WORKING DATA:
——
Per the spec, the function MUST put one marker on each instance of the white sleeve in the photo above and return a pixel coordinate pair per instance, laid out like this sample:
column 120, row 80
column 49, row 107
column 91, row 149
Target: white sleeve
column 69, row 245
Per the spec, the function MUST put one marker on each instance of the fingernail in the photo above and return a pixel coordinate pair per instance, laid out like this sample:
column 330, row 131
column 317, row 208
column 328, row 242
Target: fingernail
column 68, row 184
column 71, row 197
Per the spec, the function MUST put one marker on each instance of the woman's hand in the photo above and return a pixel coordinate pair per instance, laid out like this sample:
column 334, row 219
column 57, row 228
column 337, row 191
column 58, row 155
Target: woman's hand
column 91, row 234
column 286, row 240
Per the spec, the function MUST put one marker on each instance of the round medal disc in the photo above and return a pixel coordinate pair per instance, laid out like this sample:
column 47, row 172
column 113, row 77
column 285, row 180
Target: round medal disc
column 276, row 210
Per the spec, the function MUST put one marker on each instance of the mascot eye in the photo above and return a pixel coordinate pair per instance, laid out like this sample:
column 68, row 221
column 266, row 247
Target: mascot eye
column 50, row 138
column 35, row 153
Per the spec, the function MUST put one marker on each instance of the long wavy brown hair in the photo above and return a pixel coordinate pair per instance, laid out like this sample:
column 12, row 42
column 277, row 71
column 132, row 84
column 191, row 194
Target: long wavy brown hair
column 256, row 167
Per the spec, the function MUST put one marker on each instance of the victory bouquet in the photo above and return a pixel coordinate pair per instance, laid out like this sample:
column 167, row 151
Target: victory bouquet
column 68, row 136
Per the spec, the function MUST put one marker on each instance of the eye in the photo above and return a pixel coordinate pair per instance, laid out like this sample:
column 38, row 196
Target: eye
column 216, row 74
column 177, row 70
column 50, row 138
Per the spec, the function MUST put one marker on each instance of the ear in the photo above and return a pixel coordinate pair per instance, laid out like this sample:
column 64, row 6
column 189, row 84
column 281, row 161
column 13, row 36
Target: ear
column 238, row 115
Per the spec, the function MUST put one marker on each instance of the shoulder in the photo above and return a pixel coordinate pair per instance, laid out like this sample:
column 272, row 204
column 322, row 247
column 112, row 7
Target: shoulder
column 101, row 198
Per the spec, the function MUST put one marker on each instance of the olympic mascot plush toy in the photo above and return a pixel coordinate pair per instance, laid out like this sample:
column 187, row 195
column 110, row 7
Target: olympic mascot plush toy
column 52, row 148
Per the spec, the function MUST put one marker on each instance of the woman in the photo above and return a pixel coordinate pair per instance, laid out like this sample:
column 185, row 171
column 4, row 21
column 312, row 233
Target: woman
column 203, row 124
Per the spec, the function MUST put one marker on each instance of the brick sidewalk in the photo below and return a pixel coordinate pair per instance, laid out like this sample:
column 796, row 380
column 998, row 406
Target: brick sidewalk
——
TASK DETAILS: Return only the part of the records above that opens with the line containing "Target: round medal disc" and closes with the line containing "column 322, row 247", ends included.

RESPONSE AREA:
Target: round medal disc
column 276, row 210
Per the spec, the function MUST put one marker on each instance of the mascot eye in the photo above and return a pixel coordinate pair per instance, laid out like this sample:
column 68, row 221
column 266, row 247
Target: mascot eye
column 50, row 138
column 35, row 153
Per the spec, the function MUST put one marker on each instance of the long wavy brown hair in the photo above and return a pixel coordinate pair per instance, laid out like this sample:
column 12, row 42
column 277, row 71
column 132, row 84
column 191, row 194
Target: long wavy brown hair
column 256, row 167
Per the spec, the function MUST put one marker on each instance of the victory bouquet in the photo above and return a pixel coordinate pair per instance, laid out like this sample:
column 167, row 151
Target: victory bouquet
column 68, row 136
Per the spec, the function MUST put one marker on each instance of the eye in the photo above and return a pixel coordinate pair per instance, laid out like this sample:
column 38, row 196
Target: eye
column 216, row 74
column 177, row 70
column 50, row 138
Per the spec, the function MUST put one marker on each instance of the ear in the photo above and return a pixel coordinate pair per instance, laid out like this sample:
column 64, row 6
column 189, row 84
column 281, row 161
column 13, row 36
Target: ear
column 238, row 115
Per the spec, the function MUST put one marker on each instance of the shoulder in the photo above and return a pixel coordinate pair per instance, laid out like this sample:
column 272, row 204
column 322, row 247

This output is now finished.